Range to reproduce from the entries below: the line with "Target: metal fork neck", the line with "Expected: the pointer indicates a point on the flaked", and every line in between. Give them exactly and give nothing else.

The data START

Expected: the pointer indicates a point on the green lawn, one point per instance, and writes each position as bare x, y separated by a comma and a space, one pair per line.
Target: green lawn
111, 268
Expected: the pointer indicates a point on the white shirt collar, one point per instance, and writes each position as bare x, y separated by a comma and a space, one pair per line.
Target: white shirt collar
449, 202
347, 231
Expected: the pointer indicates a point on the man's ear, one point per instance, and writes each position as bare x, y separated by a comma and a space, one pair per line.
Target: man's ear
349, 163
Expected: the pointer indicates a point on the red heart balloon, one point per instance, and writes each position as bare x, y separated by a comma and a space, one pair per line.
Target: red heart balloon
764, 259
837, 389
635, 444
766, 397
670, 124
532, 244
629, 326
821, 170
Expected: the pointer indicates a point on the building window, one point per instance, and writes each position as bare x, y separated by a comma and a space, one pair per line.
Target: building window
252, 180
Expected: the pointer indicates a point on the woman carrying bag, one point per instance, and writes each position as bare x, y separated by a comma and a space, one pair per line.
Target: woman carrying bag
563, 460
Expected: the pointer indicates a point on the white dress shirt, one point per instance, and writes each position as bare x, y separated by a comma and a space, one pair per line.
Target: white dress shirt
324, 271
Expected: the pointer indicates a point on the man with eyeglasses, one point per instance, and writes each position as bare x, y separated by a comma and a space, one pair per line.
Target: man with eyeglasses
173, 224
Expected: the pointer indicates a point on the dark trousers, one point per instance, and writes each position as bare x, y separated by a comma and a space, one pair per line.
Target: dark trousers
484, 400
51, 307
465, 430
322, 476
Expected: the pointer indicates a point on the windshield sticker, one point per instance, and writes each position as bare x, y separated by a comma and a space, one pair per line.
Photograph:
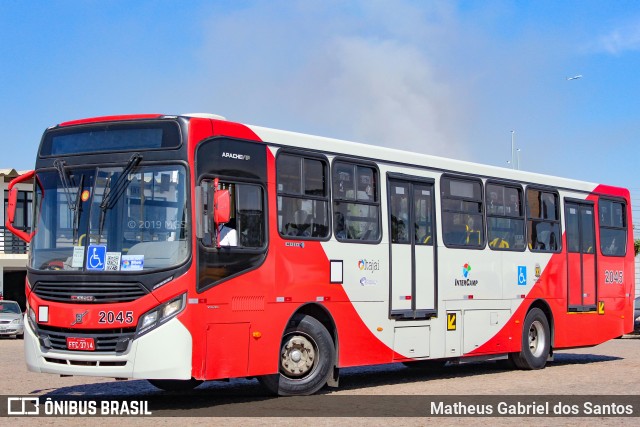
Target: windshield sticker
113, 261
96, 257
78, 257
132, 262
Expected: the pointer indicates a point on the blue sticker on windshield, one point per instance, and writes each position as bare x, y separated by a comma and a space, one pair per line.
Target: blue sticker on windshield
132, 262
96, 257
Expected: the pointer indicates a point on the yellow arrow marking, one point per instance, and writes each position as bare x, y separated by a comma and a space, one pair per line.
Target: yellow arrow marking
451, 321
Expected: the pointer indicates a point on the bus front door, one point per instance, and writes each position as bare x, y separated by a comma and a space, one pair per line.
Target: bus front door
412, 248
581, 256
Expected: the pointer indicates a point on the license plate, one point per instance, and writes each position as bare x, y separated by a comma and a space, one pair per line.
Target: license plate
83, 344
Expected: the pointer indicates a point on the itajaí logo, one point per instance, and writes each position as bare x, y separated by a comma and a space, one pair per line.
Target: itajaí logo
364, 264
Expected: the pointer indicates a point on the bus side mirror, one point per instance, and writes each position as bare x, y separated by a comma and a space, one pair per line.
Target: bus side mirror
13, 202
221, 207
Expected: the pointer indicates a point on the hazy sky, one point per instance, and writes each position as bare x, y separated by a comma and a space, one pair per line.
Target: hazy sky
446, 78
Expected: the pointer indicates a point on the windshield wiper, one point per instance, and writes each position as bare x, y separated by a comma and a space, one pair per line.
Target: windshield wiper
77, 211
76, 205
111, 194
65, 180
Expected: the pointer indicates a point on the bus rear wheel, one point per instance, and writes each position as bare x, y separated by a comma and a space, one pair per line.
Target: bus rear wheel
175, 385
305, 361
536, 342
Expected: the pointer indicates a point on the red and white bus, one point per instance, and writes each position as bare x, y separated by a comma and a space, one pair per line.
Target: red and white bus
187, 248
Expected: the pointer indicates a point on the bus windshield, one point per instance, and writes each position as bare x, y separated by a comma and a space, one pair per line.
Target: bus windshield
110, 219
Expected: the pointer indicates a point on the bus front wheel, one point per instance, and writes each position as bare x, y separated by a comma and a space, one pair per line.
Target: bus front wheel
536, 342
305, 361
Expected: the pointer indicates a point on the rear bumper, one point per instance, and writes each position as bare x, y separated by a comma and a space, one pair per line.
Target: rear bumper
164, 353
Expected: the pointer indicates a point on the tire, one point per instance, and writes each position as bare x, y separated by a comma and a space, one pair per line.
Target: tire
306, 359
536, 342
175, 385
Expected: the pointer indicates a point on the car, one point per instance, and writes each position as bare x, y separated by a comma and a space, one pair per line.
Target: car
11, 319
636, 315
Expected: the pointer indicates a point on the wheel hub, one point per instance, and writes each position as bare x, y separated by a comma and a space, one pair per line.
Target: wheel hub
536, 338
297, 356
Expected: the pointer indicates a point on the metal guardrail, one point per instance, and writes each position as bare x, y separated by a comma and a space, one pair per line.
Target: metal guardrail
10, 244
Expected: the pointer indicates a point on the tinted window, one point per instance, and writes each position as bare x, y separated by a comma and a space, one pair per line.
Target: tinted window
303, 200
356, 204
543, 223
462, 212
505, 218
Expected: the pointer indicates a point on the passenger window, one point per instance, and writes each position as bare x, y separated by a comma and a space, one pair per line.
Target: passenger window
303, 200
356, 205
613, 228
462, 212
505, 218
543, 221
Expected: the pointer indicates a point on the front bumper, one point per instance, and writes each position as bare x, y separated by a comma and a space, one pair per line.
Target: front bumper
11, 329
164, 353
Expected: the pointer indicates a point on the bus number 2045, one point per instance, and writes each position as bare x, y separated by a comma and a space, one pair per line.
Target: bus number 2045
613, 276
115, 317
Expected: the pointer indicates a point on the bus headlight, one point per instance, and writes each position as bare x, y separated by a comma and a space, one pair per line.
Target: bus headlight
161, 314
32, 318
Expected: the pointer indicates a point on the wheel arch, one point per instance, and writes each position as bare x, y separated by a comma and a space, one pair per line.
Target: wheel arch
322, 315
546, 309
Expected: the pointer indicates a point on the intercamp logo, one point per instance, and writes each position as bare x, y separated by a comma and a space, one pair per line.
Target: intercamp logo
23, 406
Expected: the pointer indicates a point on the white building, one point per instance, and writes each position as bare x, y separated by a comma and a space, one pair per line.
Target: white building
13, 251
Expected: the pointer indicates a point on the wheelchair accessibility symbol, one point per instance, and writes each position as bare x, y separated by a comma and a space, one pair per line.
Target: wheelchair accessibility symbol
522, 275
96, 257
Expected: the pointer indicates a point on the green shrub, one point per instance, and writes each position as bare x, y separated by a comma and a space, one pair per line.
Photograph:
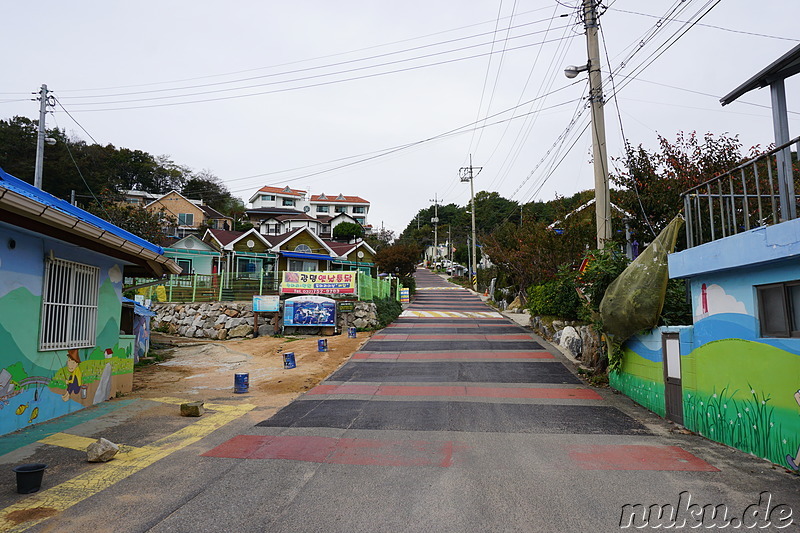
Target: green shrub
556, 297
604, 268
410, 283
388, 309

The data END
The data START

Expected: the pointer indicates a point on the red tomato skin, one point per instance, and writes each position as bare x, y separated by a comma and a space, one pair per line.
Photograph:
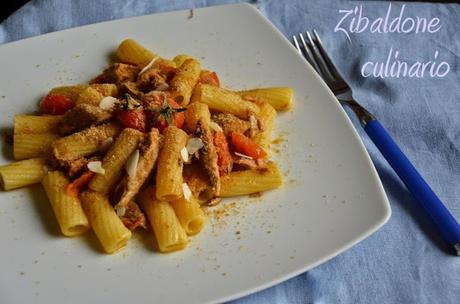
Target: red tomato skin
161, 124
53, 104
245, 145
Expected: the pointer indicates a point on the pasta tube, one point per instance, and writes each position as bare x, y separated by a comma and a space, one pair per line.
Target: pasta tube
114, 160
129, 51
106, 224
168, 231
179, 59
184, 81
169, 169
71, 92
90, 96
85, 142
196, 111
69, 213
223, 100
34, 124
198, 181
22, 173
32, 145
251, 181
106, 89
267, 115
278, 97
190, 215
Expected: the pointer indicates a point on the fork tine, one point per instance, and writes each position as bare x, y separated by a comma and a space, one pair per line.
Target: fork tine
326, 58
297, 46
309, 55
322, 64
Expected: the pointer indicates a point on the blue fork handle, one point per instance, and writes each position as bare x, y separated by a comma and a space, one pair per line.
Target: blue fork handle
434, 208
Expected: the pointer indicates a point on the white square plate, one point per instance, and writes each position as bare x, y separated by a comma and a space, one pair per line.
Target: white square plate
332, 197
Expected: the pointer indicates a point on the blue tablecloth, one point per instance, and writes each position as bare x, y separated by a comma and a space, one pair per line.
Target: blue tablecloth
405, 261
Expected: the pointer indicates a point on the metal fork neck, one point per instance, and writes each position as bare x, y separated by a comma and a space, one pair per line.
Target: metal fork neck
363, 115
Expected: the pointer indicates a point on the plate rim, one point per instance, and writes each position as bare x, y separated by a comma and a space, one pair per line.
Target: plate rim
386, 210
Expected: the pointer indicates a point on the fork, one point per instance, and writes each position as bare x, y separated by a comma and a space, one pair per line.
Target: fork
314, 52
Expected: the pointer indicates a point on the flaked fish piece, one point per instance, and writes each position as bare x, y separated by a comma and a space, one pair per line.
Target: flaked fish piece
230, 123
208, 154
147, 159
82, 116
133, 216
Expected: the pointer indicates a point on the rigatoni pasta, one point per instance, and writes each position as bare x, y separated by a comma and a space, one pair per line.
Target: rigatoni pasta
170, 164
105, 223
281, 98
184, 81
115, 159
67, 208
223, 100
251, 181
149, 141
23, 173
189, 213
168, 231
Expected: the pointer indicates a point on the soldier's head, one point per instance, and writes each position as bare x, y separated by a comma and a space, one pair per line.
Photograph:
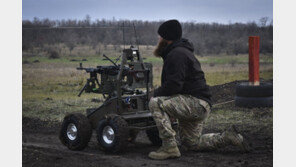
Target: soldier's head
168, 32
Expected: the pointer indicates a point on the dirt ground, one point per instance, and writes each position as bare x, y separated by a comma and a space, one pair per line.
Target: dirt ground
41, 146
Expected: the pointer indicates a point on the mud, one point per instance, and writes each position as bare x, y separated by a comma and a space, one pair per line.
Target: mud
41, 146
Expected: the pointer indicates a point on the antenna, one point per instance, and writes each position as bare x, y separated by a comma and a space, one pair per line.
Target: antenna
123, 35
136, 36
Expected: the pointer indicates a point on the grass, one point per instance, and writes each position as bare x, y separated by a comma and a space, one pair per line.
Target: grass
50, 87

The data END

**Response for this exercise:**
Target: metal fork neck
363, 115
Expected: the pointer indicates a point on the plate rim, one point per instance, and writes each position as bare x, y separated by a comma and a space, one pair per line.
Target: plate rim
386, 210
Expected: the pointer indicates a point on the fork, one point per instance, and writes each position as bare x, y separated by a comma and a space, one pair per line.
Target: fork
314, 52
Expected: the pointer indicates a point on the flaked fish piece, one point per instance, and writes each position as bare x, y separated by a comma and a space, one pair per line.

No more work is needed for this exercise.